■ Problem to solve ■
Return, word for word, only the lines from the one containing "form [73, 226]." through the last line of the entries.

Entries taken from a collection:

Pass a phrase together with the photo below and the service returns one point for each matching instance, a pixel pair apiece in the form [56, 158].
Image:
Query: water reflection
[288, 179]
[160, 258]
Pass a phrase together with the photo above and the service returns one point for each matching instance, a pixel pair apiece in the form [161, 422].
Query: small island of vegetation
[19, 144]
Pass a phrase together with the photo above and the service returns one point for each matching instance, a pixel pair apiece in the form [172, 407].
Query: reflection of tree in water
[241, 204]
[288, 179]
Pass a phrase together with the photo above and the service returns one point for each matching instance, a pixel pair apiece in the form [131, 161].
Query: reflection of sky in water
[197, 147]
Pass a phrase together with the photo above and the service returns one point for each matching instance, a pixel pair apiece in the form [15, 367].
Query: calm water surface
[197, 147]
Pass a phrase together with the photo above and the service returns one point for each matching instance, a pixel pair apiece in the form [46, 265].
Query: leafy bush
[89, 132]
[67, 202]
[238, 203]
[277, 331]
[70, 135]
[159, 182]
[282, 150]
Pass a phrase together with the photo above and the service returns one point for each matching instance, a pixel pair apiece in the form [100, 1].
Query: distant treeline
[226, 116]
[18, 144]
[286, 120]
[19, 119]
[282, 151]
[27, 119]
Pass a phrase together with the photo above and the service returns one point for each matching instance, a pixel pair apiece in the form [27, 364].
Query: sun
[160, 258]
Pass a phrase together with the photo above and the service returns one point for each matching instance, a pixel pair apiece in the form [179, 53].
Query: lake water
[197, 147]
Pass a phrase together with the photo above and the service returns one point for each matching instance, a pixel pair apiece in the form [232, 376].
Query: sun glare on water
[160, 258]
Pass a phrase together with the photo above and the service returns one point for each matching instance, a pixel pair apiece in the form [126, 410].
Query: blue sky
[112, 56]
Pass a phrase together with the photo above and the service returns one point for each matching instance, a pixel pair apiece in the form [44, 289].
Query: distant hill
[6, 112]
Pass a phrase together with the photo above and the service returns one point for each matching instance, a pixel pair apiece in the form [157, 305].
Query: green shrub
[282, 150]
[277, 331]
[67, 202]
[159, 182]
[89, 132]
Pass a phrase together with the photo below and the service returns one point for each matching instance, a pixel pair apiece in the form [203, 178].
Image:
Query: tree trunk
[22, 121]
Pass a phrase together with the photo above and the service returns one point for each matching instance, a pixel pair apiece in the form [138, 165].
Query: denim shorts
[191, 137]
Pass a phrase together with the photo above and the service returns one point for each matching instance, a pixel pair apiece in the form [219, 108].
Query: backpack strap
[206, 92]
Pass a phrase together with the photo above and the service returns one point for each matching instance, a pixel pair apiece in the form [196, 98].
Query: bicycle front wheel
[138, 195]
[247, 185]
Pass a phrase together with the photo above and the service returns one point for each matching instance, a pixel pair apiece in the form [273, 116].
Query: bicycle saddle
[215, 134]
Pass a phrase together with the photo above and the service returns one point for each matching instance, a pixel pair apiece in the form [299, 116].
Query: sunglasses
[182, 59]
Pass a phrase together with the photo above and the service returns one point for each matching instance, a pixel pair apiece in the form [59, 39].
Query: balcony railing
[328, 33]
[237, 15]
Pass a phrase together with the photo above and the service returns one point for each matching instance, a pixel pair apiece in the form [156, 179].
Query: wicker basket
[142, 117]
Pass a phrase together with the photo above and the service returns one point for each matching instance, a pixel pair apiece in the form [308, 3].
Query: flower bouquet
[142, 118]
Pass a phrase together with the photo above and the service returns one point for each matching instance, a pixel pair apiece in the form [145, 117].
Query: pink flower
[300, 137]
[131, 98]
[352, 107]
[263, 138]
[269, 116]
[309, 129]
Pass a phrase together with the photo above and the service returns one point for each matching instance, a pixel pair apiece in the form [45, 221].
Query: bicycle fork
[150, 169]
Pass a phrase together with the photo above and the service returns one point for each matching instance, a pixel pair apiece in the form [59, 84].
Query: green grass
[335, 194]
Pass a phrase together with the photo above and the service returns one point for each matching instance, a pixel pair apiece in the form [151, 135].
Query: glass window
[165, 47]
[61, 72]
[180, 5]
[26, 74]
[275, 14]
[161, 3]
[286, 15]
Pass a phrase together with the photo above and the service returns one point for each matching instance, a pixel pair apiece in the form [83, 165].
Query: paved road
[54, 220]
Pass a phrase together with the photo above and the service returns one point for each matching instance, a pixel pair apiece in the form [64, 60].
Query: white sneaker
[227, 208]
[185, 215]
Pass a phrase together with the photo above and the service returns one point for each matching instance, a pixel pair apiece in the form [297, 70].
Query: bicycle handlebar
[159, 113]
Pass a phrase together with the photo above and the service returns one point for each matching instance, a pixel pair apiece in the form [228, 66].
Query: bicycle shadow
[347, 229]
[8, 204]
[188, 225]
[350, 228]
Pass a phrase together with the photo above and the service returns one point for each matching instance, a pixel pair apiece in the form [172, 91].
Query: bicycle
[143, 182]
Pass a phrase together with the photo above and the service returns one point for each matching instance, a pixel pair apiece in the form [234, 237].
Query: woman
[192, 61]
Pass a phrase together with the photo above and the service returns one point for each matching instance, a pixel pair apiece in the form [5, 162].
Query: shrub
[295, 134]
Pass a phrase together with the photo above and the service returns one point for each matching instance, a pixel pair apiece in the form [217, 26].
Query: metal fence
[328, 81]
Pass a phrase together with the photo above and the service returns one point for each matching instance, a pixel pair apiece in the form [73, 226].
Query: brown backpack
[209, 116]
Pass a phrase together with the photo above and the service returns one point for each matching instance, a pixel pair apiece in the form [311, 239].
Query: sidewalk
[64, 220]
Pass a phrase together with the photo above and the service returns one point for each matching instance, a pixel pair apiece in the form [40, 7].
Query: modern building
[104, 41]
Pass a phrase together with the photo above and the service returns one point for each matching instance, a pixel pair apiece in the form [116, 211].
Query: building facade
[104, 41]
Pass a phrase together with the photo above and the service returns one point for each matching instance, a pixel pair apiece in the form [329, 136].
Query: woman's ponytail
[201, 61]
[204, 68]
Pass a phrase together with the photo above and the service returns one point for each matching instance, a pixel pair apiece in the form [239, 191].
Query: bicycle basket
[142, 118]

■ The solution ■
Pass a phrase together with the photo above and the service returns one point for each matching instance, a pixel pair apiece in the form [73, 226].
Query: brown backpack
[209, 116]
Pass a phrase together with the photo above and the service returns one point for each matching instance, a pixel pair apiece in the form [311, 239].
Query: sidewalk
[64, 220]
Pass a phrase together with the photo above and the service returns one point for each matching instance, a pixel pair apiece in the form [40, 7].
Query: modern building
[104, 41]
Pass a phrase together with the photo above and the service returns one point for each matching instance, a pixel pair apiece in the form [116, 211].
Query: building facade
[104, 41]
Pass a phrase together with the photo above and the service returns one point for each matching instance, a pixel pair apiece in the form [329, 136].
Query: woman's ponytail
[201, 61]
[204, 68]
Pass a phrase together with the photo above and the service returns one point for each matching instance, a pixel pair apiece in the form [239, 191].
Query: bicycle basket
[142, 118]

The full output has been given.